──────── Available data

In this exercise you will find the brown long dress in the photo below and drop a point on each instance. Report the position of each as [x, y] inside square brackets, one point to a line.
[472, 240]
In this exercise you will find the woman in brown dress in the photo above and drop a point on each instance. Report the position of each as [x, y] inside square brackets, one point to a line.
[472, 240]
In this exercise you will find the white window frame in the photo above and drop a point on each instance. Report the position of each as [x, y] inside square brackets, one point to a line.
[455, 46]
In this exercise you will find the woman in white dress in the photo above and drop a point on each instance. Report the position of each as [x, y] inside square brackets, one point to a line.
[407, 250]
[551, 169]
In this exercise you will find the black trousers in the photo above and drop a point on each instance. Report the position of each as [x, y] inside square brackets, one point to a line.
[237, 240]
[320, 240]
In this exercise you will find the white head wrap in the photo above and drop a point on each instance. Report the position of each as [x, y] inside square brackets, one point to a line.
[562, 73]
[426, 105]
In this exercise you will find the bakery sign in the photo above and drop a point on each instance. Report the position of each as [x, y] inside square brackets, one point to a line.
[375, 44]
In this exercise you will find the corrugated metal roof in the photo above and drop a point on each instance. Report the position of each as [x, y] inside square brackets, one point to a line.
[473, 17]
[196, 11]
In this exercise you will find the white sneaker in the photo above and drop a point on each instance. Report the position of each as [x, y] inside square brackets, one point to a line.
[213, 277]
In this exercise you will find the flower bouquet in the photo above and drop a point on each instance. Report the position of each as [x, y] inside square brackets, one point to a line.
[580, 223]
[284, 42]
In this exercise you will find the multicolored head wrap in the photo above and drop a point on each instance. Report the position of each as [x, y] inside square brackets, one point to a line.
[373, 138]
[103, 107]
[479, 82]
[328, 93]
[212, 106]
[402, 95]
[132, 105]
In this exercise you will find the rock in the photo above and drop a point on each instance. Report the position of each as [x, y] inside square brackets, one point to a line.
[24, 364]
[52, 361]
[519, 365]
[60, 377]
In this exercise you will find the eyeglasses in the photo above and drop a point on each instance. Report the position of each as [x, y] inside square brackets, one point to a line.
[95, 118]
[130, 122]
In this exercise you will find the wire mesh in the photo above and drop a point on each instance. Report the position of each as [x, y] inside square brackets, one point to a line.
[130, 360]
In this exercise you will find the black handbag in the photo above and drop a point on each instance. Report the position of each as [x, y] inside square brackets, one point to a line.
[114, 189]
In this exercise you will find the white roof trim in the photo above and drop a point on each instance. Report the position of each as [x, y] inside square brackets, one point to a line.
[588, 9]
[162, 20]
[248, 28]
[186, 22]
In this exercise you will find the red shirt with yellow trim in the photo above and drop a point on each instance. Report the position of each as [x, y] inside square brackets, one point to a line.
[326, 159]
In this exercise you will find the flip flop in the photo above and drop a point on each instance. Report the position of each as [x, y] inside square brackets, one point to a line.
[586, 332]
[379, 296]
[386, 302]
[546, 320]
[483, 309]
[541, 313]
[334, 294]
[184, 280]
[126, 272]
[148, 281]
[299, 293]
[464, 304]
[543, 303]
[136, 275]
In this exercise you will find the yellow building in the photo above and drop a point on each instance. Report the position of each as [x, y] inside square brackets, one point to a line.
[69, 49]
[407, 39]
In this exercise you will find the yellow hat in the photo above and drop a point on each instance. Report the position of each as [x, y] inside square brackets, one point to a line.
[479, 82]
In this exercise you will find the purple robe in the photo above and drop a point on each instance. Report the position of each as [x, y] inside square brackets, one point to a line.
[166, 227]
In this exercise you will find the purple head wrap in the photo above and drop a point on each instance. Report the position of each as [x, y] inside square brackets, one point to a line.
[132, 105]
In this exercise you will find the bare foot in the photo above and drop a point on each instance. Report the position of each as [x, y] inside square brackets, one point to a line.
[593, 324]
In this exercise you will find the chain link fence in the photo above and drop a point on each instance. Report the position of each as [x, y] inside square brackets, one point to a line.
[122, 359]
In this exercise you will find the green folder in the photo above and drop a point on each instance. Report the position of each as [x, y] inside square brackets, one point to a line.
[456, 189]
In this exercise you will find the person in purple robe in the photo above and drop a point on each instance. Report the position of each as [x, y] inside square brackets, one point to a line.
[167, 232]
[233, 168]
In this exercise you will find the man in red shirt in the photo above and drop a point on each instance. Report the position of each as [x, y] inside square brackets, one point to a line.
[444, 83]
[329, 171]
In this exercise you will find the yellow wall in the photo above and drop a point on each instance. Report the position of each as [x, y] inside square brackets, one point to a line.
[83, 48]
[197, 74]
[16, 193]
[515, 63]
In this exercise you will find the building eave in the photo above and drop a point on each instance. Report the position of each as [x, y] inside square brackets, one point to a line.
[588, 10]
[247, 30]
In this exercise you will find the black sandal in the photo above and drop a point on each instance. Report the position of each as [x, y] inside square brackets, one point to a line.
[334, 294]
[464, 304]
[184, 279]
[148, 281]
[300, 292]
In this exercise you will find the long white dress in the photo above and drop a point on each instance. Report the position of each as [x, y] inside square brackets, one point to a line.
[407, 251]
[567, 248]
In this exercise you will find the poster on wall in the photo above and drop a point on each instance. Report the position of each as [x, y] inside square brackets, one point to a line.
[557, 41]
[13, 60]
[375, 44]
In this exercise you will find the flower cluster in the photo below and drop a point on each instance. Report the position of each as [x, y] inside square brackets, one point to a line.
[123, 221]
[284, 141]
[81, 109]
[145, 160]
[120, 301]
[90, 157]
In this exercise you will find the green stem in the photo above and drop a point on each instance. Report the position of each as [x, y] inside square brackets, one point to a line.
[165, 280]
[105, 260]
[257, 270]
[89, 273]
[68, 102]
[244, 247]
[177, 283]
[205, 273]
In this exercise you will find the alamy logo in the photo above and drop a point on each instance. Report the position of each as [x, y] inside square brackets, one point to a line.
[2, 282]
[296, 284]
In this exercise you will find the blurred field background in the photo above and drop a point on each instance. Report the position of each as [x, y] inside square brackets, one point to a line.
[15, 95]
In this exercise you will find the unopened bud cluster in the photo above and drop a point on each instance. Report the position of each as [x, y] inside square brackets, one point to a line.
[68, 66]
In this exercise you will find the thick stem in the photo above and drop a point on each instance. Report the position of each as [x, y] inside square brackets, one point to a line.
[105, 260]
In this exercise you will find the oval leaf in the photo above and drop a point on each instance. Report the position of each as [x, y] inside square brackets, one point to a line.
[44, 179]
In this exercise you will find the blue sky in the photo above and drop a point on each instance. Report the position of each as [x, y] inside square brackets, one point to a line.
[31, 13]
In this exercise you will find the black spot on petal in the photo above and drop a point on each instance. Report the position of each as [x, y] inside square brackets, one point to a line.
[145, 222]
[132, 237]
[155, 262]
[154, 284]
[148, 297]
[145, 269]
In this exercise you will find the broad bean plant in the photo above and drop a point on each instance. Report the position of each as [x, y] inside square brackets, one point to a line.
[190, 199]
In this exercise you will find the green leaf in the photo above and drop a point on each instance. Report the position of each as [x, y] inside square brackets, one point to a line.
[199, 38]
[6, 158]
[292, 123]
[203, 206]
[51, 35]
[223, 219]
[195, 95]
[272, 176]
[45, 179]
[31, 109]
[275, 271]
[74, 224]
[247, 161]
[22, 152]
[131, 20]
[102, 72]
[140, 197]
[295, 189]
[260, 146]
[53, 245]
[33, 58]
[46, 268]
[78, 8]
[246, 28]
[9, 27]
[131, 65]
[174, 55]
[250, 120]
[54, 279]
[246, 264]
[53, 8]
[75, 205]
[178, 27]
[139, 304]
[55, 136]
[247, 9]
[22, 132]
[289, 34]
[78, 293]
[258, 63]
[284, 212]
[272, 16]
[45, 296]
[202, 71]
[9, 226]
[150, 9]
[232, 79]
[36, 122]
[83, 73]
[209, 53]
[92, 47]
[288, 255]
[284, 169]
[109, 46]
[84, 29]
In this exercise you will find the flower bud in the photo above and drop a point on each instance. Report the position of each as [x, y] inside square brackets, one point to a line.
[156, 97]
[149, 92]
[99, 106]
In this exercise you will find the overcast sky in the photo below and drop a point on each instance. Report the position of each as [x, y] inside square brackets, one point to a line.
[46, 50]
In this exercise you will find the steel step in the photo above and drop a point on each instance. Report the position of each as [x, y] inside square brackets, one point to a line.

────────────────

Given exercise: Quote exactly the line containing "In this exercise you will find the broad" and every later line through the end of the listing, and no other lines.

Task result:
In this exercise you will find the broad bean plant in the photo above and drop a point on each instance. Report the position of each as [x, y] inside square brackets, one point to a line.
[190, 199]
In this exercise you will find the green leaf in the photo above and drop a point on each instance. Report the position of each as [x, y] inside square brackets, one point to a line.
[199, 38]
[6, 158]
[292, 123]
[203, 206]
[51, 35]
[223, 219]
[195, 95]
[272, 176]
[45, 179]
[31, 109]
[275, 271]
[74, 224]
[247, 161]
[22, 152]
[131, 20]
[102, 72]
[140, 197]
[295, 189]
[260, 146]
[53, 245]
[33, 58]
[46, 268]
[78, 8]
[246, 28]
[9, 27]
[131, 65]
[174, 55]
[250, 120]
[54, 279]
[246, 264]
[53, 8]
[75, 205]
[178, 27]
[139, 304]
[55, 136]
[247, 9]
[22, 132]
[289, 34]
[78, 293]
[258, 63]
[284, 212]
[272, 16]
[45, 296]
[202, 71]
[9, 226]
[150, 9]
[232, 79]
[36, 122]
[83, 73]
[209, 53]
[92, 47]
[288, 255]
[284, 169]
[109, 46]
[84, 29]
In this exercise you will find the flower bud in the photo above and drop a point on each instance. Report the position of each as [x, y] inside square brackets, one point to a line.
[156, 97]
[149, 92]
[99, 106]
In this exercise you will find the overcast sky in the photo below and drop a point on each instance. Report the position of each as [x, y] inside square brackets, one point to a line.
[46, 50]
In this exercise you will find the steel step in the photo above and drop a point on each instance. Report the position of each as [x, y] inside square brackets, one point to a line.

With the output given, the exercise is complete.